[What to produce] Sort through the data and copy the lines holding the word "cliff".

[Data in this exercise]
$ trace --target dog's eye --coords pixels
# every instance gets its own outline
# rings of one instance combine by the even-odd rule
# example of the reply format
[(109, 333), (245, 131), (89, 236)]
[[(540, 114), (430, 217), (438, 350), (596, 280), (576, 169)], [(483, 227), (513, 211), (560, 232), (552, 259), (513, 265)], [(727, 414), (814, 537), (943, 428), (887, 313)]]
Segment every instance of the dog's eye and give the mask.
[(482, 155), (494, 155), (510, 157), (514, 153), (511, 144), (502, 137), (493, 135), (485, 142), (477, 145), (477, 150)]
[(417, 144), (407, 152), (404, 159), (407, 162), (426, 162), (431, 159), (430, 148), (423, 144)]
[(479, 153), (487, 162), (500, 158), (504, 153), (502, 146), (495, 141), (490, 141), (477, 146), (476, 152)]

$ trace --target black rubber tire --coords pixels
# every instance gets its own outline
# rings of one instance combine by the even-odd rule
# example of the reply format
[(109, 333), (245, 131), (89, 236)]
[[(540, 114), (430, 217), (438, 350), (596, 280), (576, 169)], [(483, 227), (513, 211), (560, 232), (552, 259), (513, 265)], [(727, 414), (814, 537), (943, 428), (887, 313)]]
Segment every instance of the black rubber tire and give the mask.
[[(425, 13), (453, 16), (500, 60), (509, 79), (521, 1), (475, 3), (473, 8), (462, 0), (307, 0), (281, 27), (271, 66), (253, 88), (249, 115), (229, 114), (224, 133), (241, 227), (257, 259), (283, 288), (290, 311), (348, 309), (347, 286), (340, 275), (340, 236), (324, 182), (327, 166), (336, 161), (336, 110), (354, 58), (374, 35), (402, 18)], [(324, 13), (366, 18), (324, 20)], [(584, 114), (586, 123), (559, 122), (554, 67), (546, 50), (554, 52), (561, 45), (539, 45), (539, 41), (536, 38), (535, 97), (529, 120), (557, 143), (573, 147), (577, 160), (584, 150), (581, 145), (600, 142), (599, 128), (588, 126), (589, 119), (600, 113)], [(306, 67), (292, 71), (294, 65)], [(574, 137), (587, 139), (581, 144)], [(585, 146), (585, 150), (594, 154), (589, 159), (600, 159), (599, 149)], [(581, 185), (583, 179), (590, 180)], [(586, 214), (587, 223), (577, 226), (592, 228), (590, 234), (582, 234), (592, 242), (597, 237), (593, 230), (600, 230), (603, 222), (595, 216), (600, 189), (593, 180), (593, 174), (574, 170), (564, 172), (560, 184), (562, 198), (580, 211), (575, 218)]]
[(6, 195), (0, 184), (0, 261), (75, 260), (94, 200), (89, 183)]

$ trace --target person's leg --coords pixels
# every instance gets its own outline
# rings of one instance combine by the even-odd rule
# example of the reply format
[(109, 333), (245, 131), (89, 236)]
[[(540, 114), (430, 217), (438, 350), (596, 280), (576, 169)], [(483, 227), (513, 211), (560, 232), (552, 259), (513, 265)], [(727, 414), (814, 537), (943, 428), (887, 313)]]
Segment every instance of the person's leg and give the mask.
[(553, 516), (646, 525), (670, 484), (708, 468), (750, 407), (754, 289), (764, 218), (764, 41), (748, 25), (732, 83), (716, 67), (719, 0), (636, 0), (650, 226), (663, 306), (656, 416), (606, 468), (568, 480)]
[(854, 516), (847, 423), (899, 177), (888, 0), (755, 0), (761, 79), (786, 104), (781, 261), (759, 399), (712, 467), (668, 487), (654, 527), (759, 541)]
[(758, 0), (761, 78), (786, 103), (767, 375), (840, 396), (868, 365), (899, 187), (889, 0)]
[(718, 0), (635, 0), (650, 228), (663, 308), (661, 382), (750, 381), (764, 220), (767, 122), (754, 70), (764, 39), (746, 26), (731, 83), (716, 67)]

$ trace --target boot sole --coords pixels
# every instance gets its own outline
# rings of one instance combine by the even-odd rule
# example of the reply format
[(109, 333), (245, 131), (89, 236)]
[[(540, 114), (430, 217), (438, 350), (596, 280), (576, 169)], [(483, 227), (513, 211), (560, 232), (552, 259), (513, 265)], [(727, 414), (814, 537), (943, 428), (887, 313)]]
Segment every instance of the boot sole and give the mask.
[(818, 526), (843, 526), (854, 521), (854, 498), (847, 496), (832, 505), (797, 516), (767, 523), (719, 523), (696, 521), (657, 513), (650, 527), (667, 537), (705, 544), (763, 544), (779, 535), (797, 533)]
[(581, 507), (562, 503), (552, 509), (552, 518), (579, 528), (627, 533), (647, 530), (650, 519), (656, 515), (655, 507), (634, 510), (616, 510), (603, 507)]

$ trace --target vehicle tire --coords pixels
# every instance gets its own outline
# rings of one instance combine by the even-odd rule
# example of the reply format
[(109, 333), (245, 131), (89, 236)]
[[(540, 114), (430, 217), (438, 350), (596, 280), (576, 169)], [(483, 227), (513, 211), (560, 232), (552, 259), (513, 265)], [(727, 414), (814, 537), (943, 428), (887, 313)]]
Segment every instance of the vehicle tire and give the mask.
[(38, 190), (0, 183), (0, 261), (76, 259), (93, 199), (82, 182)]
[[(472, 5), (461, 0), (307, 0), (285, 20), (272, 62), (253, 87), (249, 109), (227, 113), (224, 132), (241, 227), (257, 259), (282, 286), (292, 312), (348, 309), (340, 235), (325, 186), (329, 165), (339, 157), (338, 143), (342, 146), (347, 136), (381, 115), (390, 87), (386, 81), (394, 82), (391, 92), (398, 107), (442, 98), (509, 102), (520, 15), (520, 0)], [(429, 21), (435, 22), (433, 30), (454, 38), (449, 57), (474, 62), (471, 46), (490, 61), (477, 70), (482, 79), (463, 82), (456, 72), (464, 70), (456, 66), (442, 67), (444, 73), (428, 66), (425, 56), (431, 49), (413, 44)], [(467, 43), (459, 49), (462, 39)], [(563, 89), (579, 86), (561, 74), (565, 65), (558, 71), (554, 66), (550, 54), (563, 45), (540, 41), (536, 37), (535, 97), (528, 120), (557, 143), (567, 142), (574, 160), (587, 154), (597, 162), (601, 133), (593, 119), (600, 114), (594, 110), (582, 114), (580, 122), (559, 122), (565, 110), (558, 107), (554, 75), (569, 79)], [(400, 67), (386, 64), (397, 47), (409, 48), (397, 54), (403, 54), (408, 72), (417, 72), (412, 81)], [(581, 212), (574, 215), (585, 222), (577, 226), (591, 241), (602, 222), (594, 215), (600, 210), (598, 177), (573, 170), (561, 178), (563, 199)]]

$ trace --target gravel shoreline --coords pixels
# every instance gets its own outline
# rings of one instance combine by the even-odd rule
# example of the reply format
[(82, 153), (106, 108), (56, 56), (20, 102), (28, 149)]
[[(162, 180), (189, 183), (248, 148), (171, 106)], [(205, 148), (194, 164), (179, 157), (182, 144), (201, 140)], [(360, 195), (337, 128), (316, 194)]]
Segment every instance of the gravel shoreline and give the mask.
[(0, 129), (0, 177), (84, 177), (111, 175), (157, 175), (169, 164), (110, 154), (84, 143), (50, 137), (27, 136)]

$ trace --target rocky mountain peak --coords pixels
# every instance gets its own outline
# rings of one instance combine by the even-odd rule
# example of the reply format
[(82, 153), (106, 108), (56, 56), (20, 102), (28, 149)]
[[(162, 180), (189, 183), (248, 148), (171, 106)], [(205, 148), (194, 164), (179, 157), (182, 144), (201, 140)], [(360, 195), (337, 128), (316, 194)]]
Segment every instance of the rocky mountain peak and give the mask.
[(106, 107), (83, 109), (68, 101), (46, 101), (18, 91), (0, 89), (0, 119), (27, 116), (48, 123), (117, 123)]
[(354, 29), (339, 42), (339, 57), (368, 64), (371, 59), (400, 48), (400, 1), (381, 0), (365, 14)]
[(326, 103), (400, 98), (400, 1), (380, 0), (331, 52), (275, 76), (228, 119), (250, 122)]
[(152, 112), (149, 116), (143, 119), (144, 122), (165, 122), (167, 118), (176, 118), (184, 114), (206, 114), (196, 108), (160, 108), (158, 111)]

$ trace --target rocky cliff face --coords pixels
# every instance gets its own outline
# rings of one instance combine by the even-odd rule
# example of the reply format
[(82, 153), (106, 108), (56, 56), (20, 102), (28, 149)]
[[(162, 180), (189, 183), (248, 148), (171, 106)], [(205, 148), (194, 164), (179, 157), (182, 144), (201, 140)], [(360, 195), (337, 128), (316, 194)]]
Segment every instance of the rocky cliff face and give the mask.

[Response]
$ trace --target rocky cliff face --coords pixels
Segment every instance of the rocky cliff face and give the mask.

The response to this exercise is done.